Source information
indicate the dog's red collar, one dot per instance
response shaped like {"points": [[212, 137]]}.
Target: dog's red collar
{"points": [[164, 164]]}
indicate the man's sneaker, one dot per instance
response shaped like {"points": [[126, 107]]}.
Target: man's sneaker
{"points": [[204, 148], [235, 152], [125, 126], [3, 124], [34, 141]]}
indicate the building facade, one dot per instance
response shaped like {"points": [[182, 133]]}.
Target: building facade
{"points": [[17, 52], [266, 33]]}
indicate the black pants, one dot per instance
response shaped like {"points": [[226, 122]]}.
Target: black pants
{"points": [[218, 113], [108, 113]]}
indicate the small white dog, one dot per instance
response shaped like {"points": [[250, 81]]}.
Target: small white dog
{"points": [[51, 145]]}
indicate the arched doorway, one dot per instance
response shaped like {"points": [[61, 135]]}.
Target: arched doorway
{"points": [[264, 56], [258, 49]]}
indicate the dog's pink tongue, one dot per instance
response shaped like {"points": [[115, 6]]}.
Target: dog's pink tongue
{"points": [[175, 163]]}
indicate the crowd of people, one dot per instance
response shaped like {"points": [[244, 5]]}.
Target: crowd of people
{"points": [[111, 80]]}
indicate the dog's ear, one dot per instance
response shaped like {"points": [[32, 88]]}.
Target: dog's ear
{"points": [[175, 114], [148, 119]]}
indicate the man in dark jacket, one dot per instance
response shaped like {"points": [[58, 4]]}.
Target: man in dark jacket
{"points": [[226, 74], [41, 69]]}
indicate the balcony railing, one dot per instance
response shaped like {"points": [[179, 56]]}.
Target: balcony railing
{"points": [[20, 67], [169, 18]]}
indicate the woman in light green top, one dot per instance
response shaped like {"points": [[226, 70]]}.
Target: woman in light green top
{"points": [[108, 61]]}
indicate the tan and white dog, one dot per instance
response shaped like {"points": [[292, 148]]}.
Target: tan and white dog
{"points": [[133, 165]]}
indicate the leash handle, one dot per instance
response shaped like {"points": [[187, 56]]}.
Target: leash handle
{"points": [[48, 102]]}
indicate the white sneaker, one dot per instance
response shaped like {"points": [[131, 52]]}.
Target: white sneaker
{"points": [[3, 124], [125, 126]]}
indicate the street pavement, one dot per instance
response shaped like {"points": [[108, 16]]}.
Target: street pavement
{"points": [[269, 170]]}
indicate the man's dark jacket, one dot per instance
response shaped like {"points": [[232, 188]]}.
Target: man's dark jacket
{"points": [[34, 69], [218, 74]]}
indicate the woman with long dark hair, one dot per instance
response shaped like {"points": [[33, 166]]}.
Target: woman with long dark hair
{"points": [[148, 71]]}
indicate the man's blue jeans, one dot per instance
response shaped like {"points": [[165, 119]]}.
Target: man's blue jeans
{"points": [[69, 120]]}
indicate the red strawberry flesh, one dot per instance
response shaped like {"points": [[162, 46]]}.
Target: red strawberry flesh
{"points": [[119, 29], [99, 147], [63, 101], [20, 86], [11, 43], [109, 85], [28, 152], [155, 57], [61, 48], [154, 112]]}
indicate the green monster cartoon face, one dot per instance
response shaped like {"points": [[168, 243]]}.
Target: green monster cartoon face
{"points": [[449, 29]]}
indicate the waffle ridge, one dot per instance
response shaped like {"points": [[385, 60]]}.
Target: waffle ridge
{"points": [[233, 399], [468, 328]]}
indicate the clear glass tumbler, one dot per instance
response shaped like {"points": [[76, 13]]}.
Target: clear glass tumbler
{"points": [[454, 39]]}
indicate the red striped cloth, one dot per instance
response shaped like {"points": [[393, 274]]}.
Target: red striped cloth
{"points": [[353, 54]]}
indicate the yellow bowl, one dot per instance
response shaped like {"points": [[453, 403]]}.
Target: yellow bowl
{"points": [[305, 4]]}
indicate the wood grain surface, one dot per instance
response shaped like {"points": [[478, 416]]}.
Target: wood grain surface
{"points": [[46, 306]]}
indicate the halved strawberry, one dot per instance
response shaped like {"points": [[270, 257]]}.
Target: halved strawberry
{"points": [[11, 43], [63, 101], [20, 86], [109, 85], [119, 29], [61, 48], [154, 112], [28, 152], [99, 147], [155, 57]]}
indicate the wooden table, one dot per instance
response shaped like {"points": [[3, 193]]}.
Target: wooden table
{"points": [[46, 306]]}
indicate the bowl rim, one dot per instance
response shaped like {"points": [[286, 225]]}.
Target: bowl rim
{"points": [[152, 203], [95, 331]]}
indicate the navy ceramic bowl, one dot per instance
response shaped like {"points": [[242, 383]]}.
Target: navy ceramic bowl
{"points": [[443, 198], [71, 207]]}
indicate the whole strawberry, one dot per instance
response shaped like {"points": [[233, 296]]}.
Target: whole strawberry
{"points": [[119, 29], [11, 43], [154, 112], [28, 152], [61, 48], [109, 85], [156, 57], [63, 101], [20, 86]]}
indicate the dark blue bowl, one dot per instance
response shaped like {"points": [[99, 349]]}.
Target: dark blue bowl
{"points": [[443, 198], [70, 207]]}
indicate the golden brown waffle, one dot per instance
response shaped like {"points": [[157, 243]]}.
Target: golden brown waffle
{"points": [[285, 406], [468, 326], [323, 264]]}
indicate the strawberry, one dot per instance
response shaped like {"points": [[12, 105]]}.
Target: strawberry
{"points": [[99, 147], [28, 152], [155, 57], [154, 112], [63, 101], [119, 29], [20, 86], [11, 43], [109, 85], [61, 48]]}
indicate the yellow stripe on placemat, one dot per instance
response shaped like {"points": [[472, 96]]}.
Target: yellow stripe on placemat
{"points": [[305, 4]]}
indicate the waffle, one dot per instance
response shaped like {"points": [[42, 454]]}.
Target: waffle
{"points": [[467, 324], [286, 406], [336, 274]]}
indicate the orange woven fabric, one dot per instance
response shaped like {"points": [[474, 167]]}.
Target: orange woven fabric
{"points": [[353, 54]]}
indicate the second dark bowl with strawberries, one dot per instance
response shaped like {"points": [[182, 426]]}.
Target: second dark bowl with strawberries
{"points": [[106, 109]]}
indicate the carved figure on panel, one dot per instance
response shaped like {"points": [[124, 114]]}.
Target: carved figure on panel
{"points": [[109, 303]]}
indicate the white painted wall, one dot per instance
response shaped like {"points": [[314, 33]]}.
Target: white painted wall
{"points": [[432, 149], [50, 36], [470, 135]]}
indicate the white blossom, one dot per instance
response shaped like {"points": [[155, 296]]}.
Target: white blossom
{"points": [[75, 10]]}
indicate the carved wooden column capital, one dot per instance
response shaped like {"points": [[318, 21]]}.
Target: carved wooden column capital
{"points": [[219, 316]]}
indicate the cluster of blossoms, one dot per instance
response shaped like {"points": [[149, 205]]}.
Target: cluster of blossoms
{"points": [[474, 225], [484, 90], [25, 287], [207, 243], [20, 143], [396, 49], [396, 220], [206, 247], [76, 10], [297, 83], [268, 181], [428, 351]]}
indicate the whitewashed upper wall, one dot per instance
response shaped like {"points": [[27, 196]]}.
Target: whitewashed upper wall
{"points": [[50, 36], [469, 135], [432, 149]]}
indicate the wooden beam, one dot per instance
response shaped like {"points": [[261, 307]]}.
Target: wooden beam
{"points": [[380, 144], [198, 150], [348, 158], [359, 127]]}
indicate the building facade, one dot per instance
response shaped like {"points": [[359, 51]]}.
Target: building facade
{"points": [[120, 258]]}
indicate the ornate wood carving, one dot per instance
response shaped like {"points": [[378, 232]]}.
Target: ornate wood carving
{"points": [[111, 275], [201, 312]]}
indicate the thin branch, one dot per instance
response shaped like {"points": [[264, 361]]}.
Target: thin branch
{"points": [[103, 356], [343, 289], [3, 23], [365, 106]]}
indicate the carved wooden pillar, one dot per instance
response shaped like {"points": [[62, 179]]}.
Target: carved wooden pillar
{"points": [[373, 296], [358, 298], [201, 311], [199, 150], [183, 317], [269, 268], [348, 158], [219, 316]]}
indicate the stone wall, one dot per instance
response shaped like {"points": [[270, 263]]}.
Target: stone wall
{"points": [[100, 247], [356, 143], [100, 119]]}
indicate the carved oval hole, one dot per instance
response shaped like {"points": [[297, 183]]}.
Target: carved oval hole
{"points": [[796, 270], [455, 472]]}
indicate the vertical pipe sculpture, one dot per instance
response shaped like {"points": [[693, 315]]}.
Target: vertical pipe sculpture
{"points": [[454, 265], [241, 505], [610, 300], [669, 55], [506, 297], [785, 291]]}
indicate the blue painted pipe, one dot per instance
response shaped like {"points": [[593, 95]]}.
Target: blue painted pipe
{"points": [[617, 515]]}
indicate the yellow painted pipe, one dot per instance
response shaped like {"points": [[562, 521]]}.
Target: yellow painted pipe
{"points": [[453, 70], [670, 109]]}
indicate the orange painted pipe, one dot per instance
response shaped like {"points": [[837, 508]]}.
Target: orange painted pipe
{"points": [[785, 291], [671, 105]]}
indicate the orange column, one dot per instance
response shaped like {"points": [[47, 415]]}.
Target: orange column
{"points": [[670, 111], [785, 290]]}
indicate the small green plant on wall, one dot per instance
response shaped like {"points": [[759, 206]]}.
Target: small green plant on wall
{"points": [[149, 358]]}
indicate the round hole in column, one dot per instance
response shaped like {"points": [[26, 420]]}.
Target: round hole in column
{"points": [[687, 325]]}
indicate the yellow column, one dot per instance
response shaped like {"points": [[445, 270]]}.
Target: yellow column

What you have to do
Give back the records above exactly, limited to the lines between the one holding "Target: green monster cartoon face" and the one holding "indicate the whole", inclusive.

The completed task
Target: green monster cartoon face
{"points": [[449, 29]]}
indicate the waffle ridge, one dot per instance
response shaped like {"points": [[385, 60]]}.
Target: waffle ridge
{"points": [[233, 399], [468, 328]]}
indicate the clear glass tumbler, one dot per instance
response shaped like {"points": [[76, 13]]}.
Target: clear glass tumbler
{"points": [[454, 39]]}
indicate the red striped cloth, one dot per instance
response shaped like {"points": [[393, 274]]}.
Target: red striped cloth
{"points": [[353, 54]]}
indicate the yellow bowl, one dot per instance
response shaped like {"points": [[453, 403]]}.
Target: yellow bowl
{"points": [[305, 4]]}
indicate the wood grain surface, one dot per instance
response shaped like {"points": [[478, 416]]}.
Target: wood grain surface
{"points": [[46, 306]]}
indicate the halved strawberry, one dot per instance
response shaped like {"points": [[270, 257]]}.
Target: halved strawberry
{"points": [[11, 43], [63, 101], [20, 86], [109, 85], [119, 29], [61, 48], [154, 112], [28, 152], [99, 147], [155, 57]]}
indicate the wooden table, one dot per instance
response shaped like {"points": [[3, 193]]}.
Target: wooden table
{"points": [[46, 306]]}
indicate the bowl rim, one dot per instance
response shaped like {"points": [[286, 225]]}.
Target: bowl rim
{"points": [[152, 203], [95, 331]]}
indicate the navy ceramic bowl, one dot per instance
response shaped like {"points": [[242, 383]]}.
Target: navy ceramic bowl
{"points": [[443, 198], [71, 207]]}
indicate the whole strawberry, one dot per instance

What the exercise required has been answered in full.